- WHAT YOU WILL DO -
Copy out the lines of the material below from the line holding "Every instance of the coastline" through the end, inclusive, keeping the requests as they are. In the answers, multiply each x and y coordinate by 0.75 and round to whole numbers, halves up, but leave the sample coordinates inside the requests unchanged.
>> start INFORMATION GIVEN
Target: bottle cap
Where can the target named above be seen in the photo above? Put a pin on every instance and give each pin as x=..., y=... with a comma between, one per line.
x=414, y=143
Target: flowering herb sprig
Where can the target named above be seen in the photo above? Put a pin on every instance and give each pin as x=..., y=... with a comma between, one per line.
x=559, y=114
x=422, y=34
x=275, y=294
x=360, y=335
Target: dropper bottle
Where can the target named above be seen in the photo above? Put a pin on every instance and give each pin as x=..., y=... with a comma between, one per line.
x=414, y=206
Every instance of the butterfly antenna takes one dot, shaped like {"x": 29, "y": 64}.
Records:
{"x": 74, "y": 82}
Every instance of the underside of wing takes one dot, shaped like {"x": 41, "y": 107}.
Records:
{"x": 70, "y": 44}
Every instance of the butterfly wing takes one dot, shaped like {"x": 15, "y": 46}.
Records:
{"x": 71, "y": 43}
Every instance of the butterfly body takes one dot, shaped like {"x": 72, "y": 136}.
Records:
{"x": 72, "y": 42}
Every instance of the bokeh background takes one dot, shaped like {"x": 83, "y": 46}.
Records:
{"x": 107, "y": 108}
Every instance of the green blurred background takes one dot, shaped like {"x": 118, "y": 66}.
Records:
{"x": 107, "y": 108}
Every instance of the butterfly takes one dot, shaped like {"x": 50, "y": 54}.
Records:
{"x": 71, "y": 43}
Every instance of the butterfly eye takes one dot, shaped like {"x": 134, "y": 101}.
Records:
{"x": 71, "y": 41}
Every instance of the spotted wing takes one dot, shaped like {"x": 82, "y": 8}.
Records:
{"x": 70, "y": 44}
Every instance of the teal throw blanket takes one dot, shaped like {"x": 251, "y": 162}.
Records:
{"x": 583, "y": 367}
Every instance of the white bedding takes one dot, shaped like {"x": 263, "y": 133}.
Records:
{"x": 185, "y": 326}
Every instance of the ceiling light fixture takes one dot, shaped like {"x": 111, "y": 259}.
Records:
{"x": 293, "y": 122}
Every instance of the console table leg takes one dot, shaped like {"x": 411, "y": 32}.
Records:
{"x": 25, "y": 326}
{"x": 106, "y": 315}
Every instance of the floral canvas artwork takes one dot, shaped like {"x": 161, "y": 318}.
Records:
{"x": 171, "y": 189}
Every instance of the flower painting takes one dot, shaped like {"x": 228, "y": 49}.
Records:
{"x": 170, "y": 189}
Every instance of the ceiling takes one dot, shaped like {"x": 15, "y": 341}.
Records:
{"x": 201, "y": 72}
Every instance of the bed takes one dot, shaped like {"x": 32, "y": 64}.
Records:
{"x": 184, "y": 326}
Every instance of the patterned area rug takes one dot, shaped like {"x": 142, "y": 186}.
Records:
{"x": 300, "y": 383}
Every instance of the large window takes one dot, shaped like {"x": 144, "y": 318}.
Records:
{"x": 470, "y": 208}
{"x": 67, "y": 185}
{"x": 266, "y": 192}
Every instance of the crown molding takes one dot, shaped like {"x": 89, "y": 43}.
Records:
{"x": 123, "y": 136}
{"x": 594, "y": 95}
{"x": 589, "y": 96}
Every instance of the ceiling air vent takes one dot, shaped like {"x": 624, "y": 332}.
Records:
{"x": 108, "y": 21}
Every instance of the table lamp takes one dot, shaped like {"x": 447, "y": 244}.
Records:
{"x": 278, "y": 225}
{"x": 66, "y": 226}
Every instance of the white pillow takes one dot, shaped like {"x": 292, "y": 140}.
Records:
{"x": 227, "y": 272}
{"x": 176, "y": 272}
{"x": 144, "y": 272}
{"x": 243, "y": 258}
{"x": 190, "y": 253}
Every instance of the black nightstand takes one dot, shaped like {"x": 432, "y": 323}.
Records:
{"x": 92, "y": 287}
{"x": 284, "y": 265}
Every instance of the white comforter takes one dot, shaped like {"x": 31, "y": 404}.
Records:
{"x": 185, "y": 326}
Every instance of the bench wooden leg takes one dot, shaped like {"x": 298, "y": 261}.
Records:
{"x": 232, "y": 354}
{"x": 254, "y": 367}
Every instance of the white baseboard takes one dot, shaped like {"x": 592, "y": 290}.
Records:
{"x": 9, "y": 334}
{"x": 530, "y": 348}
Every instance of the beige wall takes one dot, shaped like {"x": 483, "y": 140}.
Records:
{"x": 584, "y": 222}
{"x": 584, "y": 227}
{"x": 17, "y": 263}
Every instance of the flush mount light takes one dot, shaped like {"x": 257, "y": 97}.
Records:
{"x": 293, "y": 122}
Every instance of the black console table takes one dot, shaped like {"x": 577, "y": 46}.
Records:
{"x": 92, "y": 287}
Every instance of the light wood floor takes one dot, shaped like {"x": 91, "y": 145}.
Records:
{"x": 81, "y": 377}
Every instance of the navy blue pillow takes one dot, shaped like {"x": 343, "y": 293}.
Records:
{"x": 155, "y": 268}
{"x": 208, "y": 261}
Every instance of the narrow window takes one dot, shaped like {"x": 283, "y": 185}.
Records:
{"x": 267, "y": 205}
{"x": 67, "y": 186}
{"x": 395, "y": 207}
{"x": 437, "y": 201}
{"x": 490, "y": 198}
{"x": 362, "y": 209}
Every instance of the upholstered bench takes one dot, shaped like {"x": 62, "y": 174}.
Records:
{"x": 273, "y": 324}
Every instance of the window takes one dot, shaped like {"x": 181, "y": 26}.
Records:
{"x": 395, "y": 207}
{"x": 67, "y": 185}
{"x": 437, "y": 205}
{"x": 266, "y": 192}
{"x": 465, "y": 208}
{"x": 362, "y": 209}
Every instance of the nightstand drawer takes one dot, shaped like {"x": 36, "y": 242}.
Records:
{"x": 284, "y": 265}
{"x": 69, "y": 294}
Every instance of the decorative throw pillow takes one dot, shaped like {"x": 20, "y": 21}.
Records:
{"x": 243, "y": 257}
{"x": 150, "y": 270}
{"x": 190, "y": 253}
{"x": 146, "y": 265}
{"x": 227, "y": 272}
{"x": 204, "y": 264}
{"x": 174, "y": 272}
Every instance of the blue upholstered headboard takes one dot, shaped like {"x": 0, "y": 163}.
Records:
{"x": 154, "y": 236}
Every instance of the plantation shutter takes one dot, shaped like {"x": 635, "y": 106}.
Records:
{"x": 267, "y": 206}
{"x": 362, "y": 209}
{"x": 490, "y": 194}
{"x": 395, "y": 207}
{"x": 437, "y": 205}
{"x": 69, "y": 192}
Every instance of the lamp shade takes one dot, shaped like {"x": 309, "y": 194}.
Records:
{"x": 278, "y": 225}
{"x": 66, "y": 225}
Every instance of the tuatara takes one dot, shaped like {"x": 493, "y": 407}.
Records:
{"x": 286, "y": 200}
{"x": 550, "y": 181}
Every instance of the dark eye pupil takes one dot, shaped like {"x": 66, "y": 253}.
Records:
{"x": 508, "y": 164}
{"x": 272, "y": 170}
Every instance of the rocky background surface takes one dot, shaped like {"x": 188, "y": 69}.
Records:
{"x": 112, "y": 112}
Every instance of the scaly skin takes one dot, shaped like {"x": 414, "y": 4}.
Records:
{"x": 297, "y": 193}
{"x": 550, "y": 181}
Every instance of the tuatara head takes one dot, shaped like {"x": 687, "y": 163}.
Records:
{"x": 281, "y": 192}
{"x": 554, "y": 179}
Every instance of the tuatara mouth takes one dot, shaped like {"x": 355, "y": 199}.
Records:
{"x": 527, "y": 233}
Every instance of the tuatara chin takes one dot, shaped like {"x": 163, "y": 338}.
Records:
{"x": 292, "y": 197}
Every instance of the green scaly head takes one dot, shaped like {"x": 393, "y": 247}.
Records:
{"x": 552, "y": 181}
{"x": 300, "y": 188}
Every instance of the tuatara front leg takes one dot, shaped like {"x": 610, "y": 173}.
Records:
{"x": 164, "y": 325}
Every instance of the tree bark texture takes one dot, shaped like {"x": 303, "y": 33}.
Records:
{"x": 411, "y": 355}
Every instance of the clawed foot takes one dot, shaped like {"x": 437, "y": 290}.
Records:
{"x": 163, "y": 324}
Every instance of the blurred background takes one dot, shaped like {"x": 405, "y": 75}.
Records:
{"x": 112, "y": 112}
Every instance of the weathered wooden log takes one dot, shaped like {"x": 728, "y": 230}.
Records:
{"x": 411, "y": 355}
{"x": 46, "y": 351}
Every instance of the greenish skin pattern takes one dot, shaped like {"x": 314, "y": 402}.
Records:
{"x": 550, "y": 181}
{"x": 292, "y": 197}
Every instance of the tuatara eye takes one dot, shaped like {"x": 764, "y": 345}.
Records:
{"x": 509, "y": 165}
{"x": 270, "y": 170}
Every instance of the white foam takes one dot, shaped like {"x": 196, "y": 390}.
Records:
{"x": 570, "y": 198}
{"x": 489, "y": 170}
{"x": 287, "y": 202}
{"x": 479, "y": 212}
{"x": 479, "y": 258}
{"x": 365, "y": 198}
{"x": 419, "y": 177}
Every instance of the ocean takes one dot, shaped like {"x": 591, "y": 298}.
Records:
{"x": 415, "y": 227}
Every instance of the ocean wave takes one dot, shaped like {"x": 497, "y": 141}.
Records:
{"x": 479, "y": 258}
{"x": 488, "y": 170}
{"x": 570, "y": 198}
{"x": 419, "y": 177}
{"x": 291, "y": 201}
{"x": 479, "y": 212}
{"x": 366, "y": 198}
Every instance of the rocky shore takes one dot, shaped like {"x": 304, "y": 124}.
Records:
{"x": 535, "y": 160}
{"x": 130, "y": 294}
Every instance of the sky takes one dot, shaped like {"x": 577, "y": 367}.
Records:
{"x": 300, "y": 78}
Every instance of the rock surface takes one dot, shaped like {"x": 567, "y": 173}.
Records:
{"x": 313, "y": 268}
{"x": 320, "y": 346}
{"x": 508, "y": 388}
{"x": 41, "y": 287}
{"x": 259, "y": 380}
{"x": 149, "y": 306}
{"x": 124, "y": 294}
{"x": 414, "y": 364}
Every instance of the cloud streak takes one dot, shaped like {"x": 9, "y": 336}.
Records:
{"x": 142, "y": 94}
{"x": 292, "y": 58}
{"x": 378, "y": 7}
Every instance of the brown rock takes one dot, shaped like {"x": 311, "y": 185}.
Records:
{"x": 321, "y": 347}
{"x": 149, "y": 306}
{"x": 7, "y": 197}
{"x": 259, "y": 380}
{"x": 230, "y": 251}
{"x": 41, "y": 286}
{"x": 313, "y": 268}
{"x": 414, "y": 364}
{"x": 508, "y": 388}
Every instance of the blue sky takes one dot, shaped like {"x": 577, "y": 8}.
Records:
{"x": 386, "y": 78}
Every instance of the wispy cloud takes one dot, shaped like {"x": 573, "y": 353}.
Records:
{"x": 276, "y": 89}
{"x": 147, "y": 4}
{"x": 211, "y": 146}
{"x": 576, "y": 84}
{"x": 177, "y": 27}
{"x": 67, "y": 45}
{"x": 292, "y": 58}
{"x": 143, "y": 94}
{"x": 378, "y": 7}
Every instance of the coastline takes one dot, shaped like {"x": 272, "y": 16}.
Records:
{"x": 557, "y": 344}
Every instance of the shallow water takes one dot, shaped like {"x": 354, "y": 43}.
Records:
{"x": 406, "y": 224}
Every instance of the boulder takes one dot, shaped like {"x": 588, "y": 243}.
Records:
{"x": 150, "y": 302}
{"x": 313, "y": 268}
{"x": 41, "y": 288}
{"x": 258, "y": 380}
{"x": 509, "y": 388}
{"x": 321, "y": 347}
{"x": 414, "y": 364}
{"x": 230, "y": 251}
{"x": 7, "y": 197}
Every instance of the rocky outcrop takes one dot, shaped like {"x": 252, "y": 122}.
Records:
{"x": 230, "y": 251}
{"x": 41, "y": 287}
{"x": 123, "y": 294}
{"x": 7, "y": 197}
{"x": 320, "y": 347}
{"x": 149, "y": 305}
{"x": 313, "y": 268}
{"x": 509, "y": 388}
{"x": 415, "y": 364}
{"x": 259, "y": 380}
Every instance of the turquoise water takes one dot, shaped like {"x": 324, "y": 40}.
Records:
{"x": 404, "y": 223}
>> end INFORMATION GIVEN
- EXPECTED ANSWER -
Every instance of the coastline takes one dot, shaped like {"x": 272, "y": 16}.
Records:
{"x": 418, "y": 258}
Every instance of the shallow water takes one dot, shaped like {"x": 354, "y": 43}.
Records:
{"x": 305, "y": 168}
Every instance of the boulder takes one dot, shaped like {"x": 588, "y": 243}.
Records:
{"x": 113, "y": 227}
{"x": 235, "y": 201}
{"x": 31, "y": 216}
{"x": 194, "y": 285}
{"x": 382, "y": 291}
{"x": 241, "y": 260}
{"x": 311, "y": 273}
{"x": 173, "y": 188}
{"x": 5, "y": 148}
Every instance of the rocky outcrop takes one dot, shaped like {"x": 252, "y": 122}.
Records:
{"x": 173, "y": 188}
{"x": 31, "y": 215}
{"x": 92, "y": 221}
{"x": 5, "y": 148}
{"x": 240, "y": 260}
{"x": 112, "y": 229}
{"x": 235, "y": 201}
{"x": 382, "y": 291}
{"x": 311, "y": 273}
{"x": 194, "y": 285}
Every instance of the turquoise water takes one dot, shaped like {"x": 324, "y": 40}.
Records:
{"x": 303, "y": 167}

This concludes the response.